* _Data for this task_
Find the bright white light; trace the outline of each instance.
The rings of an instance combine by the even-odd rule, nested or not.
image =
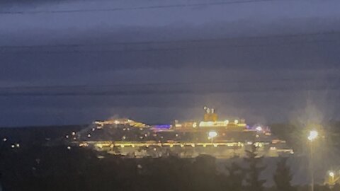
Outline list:
[[[308,140],[312,141],[314,139],[315,139],[318,135],[319,135],[319,133],[317,131],[315,130],[310,131],[310,135],[308,136]]]
[[[261,127],[261,126],[257,127],[256,127],[256,131],[261,132],[262,131],[262,127]]]
[[[216,137],[216,136],[217,136],[217,132],[214,131],[209,132],[208,136],[210,139],[212,139],[214,137]]]

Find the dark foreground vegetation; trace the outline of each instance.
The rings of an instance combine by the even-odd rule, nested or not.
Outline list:
[[[4,146],[0,158],[4,190],[308,190],[307,186],[290,185],[286,158],[279,160],[273,175],[276,185],[264,187],[266,180],[259,175],[266,166],[254,147],[244,159],[247,168],[232,163],[225,174],[217,170],[215,158],[209,156],[131,159],[64,146]],[[316,186],[314,190],[329,190]],[[340,190],[336,185],[334,190]]]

* _Exercise directions_
Every line of text is to be repeated exactly; pictures are left out.

* _Output of the exercise_
Find the bright white light; trace the outline of each instance.
The rings of an instance combine by the even-odd rule, nested or not.
image =
Outline list:
[[[308,140],[312,141],[314,139],[315,139],[318,135],[319,135],[319,133],[317,131],[315,130],[310,131],[310,135],[308,136]]]
[[[261,127],[261,126],[257,127],[256,127],[256,131],[261,132],[262,131],[262,127]]]
[[[216,137],[216,136],[217,136],[217,132],[214,131],[209,132],[208,136],[210,139],[212,139],[214,137]]]

Find the dark foreground vegetation; trace the outline of each instance.
The rings of an instance combine by the even-odd rule, nested or not.
Outline list:
[[[4,146],[0,158],[4,190],[308,190],[307,186],[290,185],[286,158],[279,160],[273,175],[276,185],[264,187],[266,180],[259,175],[266,166],[254,147],[244,159],[247,168],[232,163],[225,174],[217,170],[215,158],[209,156],[131,159],[64,146]],[[316,186],[314,190],[329,190]],[[340,190],[336,185],[334,190]]]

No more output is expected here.